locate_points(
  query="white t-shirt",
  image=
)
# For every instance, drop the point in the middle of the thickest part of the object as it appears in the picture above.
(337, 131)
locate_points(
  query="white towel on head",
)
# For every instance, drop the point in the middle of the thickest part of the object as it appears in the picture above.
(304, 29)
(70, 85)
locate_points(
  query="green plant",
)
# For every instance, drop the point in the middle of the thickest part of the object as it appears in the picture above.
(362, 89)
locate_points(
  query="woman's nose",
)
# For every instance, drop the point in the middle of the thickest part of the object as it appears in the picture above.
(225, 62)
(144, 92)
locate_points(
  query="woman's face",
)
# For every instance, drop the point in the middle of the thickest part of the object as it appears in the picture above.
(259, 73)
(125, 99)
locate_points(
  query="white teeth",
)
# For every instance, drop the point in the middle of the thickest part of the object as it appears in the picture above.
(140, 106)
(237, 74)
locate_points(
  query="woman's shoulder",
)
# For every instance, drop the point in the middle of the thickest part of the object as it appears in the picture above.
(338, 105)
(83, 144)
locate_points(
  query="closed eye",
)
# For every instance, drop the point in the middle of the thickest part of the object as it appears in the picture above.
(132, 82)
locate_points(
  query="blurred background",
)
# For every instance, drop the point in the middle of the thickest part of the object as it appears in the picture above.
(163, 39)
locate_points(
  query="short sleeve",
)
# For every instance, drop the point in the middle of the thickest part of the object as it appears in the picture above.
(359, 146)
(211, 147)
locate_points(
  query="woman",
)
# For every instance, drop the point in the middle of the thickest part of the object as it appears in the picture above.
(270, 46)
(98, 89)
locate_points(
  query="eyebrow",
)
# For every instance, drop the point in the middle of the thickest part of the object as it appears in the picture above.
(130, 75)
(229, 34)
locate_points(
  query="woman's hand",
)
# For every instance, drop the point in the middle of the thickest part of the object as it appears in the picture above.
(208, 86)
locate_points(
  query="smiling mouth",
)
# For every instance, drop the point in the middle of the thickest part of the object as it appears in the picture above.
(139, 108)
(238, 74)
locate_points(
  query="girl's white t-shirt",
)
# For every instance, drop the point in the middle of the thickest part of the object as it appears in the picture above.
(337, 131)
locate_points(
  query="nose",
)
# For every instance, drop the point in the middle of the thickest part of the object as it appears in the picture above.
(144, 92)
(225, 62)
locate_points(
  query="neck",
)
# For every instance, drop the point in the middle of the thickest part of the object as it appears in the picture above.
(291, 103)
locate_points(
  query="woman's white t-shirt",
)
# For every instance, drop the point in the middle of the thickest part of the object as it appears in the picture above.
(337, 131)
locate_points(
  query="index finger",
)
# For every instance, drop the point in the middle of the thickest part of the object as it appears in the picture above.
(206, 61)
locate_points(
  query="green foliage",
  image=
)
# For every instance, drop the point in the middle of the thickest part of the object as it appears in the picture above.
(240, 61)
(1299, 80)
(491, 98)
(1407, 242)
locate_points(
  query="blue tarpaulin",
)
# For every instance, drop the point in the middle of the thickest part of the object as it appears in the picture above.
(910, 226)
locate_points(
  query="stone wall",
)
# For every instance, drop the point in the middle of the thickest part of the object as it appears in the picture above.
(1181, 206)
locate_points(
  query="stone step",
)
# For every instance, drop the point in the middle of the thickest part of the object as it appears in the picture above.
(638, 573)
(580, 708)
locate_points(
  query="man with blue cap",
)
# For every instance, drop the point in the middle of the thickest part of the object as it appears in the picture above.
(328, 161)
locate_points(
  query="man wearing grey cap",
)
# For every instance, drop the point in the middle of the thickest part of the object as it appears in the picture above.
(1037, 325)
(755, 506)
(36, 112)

★ ★ ★ ★

» Problem:
Type the whole listing again, unaltered.

» Reply to the task:
locate_points(
  query="white t-shirt",
  image=
)
# For every instance, drop the point in the middle of the thickest part of the object as it appears in the picture above.
(337, 131)
locate_points(
  query="white towel on head",
)
# For every instance, drop the point in the middle of the thickest part of the object as it appears in the picture above.
(304, 29)
(70, 85)
locate_points(
  query="green plant",
)
# For every instance, drop the point in the middle of the thickest part of the object as it appears in the picture above.
(362, 89)
locate_points(
  query="woman's nose",
)
# For every instance, drop the point in the middle of the thickest part of the object as it appears in the picture above.
(225, 62)
(144, 92)
locate_points(
  query="woman's face",
)
# For every instance, drop the point in the middle of the thickest part of the object as it appears in the picture above.
(259, 73)
(125, 99)
locate_points(
  query="white teeth",
)
# For every instance, drop the point in the middle of the thickest part of the object as it appears in the picture above.
(140, 106)
(237, 74)
locate_points(
  query="woman's shoulder",
)
# For every instance, drop the point in the middle of the thickest part of the object as it appears in the picture above.
(338, 105)
(83, 144)
locate_points(
  query="closed eye",
)
# For every instance, drop the point in the middle of the thickest part of the object as it appears in the picture above.
(132, 82)
locate_points(
  query="blurred background",
)
# For every instance, drop the point in the middle of the thickest part of the object as it appears in the picture above.
(163, 39)
locate_points(
  query="short sleeve",
)
# For every instance, drop the point in the middle of the thickest part of the object as it appears in the picture above.
(359, 146)
(211, 147)
locate_points(
  query="woman",
)
# For every instance, drop the point in the middle of the thickest part of the object as it appears in the picture above.
(270, 46)
(98, 89)
locate_points(
  query="eyebrow",
)
# For every instance, drop the point in the middle of the thickest part of the object as it appears in the picture above.
(130, 75)
(229, 34)
locate_points(
  query="woman's hand",
)
# For every instance, drop the point in the middle of the thickest part of the object as it appears in the picture above.
(208, 86)
locate_points(
  query="smiling mouth",
)
# For every instance, drop the point in the middle of the thickest part of the object as it appears in the picture above.
(139, 108)
(238, 74)
locate_points(
  query="girl's white t-shirt",
)
# For every instance, drop the point in the middle of the thickest part of the object as it appears in the picture above.
(337, 131)
locate_points(
  query="nose",
)
# For every instance, drop the point in the middle of the thickest part of the object as it appears in the picture above.
(144, 92)
(225, 62)
locate_points(
  query="neck",
)
# For every instance, drop the point in the middle of the thickest part of the object as it appears in the picture above.
(291, 103)
locate_points(
  query="woman's white t-shirt",
)
# For every instance, drop the point in the middle of the thickest part of the object as it appears in the picture above.
(337, 131)
locate_points(
  query="index finger",
)
# For every instance, drop the point in the middle of the thickest part of the object as it appears in the picture above.
(206, 61)
locate_points(
  query="green foliage",
  image=
)
# For every instance, drop the point in the middle of the thickest part of the object as it appears in the picture above.
(240, 61)
(1299, 80)
(491, 98)
(1407, 242)
locate_points(
  query="blue tarpaulin",
)
# For every instance, drop the point in the middle of the thickest part of the object as it appears in the picture above.
(910, 226)
locate_points(
  query="stone wall",
)
# For every instance, drop the point in the middle of the thickest part of the object as it appears in the picture above.
(1181, 206)
locate_points(
  query="stone step",
)
# For every instance, drop the point in the middle of the thickest part of the object as it appears in the picture above.
(638, 573)
(580, 708)
locate_points(
  query="man with blue cap",
)
# For every instance, drop the point in the middle of the thickest part of the object as it appears in the picture above.
(328, 161)
locate_points(
  query="man wearing grey cap",
)
# For every instance, drop the point in the middle of the thickest part of the object as it appears in the picture above.
(1037, 325)
(755, 506)
(36, 112)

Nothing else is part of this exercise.